#### Extracted text ####

Information Security News mailing list archives

Call for worldwide breach notification laws


From: InfoSec News <alerts () infosecnews org>
Date: Wed, 19 Sep 2007 01:06:01 -0500 (CDT)

http://www.siliconrepublic.com/news/news.nv?storyid=single9222

By John Kennedy
17.09.2007

High profile security breaches such as the theft of financial details of 
more than 46.7 million TK Maxx customers and the burgeoning level of 
personal data held by business has led to the chief security strategist 
of a major software firm calling for unified and stringent international 
laws requiring firms to reveal breaches as they occur.

Chief security strategist at Citrix Kurt Roemer said that governments, 
including Ireland, should establish laws requiring organisations to 
notify individuals in the event that their personal information is 
compromised in a data security breach.

In March of this year it emerged that details of 45.7 million customers 
of US retailer TJX (known here in Ireland as TK Maxx) were stolen. The 
data was accessed on TJX’s systems in the UK and in Massachusetts over a 
16-month period and the data accessed covered credit and debit card 
transactions dating as far back as December 2002.

Such breaches have prompted governments around the world to consider 
implementing stringent breach notification laws.

He said that as well as protecting consumers, these laws will also be 
important to businesses. Irish companies, for example, operating in 
Ireland but who may have offices in other locations around the world 
could find complying with a patchwork of breach notification laws 
onerous.

Roemer, however, believes that these laws must be unified in order to 
reduce costs for businesses and that companies should support such a 
movement.

“I see there being a tremendous sense of urgency on this. Digital 
identities are being created and managed online every day leading to a 
tremendous amount of data on consumers sitting on servers in 
organisations in the retail, healthcare and financial world. In the 
past, this information was locked in filing cabinets but today they are 
on a server that if not properly secured could be accessible to anyone 
with a browser and who knows what they’re doing.”

####

> **Directives**:
**1)** Using the article on breach notification laws, decide whether each statement agrees with it: (a) Kurt Roemer is chief security strategist at Citrix; (b) the TJX data was accessed over a 12-month period; (c) Roemer thinks each country should set its own separate breach notification rules. For each, answer yes or no and quote the deciding words.
**2)** From the article on breach notification laws, reproduce the stretch from "http://www.siliconrepublic.com/news/news.nv?storyid=single9222" through "as they occur.".
**3)** Resume the article on breach notification laws, picking up right after its final sentence.

#### Listed records ####

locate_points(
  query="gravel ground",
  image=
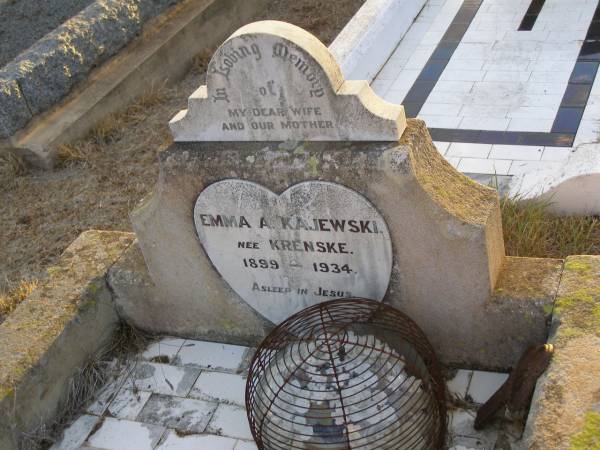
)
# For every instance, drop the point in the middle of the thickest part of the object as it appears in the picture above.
(23, 22)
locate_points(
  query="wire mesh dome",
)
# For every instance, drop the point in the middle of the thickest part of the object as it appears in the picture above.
(346, 374)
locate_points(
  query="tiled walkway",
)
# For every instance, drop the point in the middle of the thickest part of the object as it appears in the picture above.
(497, 99)
(189, 395)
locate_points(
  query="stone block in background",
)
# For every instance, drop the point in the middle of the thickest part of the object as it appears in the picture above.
(54, 333)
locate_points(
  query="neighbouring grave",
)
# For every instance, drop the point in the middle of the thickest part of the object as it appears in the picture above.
(288, 185)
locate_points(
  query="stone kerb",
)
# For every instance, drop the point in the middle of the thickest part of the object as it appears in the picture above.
(273, 81)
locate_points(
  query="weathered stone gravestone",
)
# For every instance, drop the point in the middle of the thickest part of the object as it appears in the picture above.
(287, 186)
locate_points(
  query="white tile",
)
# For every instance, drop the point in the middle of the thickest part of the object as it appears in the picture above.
(446, 97)
(396, 95)
(525, 152)
(462, 87)
(220, 387)
(484, 123)
(539, 125)
(463, 75)
(500, 75)
(466, 64)
(484, 384)
(75, 435)
(532, 112)
(128, 403)
(546, 101)
(486, 111)
(162, 378)
(167, 347)
(230, 420)
(139, 436)
(556, 153)
(211, 355)
(487, 166)
(469, 150)
(550, 77)
(459, 384)
(196, 442)
(442, 147)
(461, 423)
(245, 445)
(381, 86)
(185, 414)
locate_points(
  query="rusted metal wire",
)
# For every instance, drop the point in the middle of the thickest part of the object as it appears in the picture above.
(346, 374)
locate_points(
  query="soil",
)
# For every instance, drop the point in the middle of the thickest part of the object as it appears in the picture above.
(103, 176)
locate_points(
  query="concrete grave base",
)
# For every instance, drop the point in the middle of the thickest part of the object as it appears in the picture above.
(445, 231)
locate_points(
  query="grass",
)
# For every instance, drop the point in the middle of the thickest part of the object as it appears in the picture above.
(11, 297)
(531, 229)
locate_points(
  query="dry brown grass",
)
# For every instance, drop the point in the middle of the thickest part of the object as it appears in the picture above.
(531, 229)
(11, 297)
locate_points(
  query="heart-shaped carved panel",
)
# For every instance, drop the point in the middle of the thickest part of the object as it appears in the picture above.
(314, 242)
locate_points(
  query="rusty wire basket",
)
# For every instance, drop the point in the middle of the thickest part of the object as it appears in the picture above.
(346, 374)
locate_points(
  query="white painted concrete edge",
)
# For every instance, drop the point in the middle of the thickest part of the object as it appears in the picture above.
(367, 41)
(574, 188)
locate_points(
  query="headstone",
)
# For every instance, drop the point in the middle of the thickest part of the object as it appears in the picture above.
(272, 81)
(254, 219)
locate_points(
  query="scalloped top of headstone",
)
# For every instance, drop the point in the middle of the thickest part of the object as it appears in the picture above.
(273, 81)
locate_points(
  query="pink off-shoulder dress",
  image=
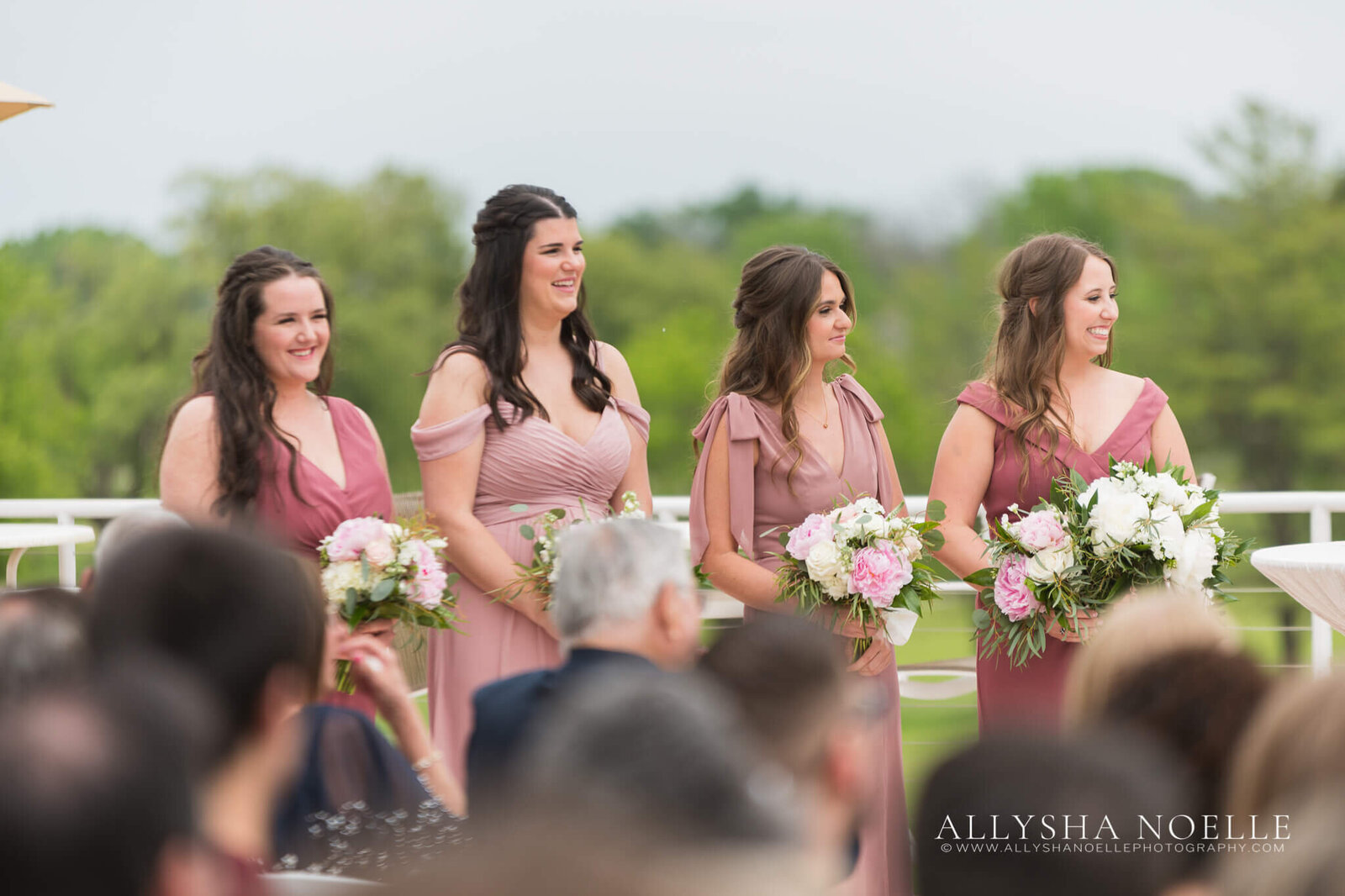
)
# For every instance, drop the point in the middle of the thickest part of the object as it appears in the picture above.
(760, 502)
(1029, 696)
(533, 463)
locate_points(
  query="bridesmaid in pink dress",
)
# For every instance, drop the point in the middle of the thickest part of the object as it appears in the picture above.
(525, 408)
(1049, 403)
(780, 443)
(255, 444)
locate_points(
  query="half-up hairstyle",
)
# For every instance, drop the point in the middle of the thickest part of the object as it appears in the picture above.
(232, 372)
(1029, 347)
(770, 356)
(488, 322)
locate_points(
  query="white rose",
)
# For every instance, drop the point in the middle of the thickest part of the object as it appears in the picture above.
(1195, 560)
(1116, 519)
(1167, 535)
(1046, 566)
(824, 562)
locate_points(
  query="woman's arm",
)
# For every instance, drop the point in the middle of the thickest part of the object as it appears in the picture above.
(380, 673)
(188, 472)
(636, 477)
(1169, 444)
(961, 478)
(450, 483)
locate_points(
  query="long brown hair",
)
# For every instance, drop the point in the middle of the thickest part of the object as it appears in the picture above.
(488, 324)
(232, 372)
(770, 356)
(1029, 349)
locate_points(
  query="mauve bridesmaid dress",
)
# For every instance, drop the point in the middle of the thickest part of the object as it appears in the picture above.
(1029, 696)
(760, 502)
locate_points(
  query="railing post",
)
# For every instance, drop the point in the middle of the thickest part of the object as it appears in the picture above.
(66, 556)
(1320, 529)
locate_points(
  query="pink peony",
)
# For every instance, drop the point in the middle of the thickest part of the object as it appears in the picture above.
(880, 573)
(354, 535)
(810, 532)
(1012, 593)
(427, 588)
(1042, 530)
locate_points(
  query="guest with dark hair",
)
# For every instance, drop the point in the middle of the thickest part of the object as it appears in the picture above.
(811, 720)
(248, 622)
(44, 642)
(524, 408)
(623, 602)
(96, 791)
(1029, 788)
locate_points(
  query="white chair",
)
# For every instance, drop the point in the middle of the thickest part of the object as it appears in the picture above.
(309, 884)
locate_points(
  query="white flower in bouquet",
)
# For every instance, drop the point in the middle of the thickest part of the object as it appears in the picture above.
(1165, 533)
(825, 562)
(1047, 566)
(1116, 517)
(1196, 560)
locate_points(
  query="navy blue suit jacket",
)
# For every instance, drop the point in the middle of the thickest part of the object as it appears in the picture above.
(504, 710)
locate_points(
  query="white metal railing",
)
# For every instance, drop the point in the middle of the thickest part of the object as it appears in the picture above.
(672, 510)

####

> **Answers below**:
**1)**
(a) Yes: "Chief security strategist at Citrix Kurt Roemer"
(b) No: "over a 16-month period"
(c) No: "these laws must be unified in order to reduce costs for businesses"

**2)**
http://www.siliconrepublic.com/news/news.nv?storyid=single9222

By John Kennedy
17.09.2007

High profile security breaches such as the theft of financial details of 
more than 46.7 million TK Maxx customers and the burgeoning level of 
personal data held by business has led to the chief security strategist 
of a major software firm calling for unified and stringent international 
laws requiring firms to reveal breaches as they occur.

**3)**
In most cases breach notification laws are created on the basis of a 
major revelation such as the exposure of 145,000 customer records by 
hackers at Choicepoint, which cost the company US$6m. He pointed to the 
US where 39 states have breach notification laws and said the EU is 
actively looking at providing a new directive enforcing more member 
state participation.

He said that since January 2005 more than 166 million data records have 
been exposed through hackers attacking servers, executives losing 
laptops and malicious corporate insiders. “It’s not just hackers and 
criminals that are the problem, people in organisations can do stupid 
things.”

Roemer continued: "For PR reasons businesses that have experienced 
security breaches would have tried to keep them out of the press to 
avoid embarrassment. Unfortunately this policy puts consumers at risk."

He said that once a security breach occurs, costs can continue to mount 
even after the event. “TJX had some 45.7 million customer records 
exposed and took a US$256m charge — this is 10 times the charge they 
originally estimated and they are nowhere near done.”

Roemer cited research firm Forrester which estimates that it can cost a 
business between US$90 and US$305 per lost record.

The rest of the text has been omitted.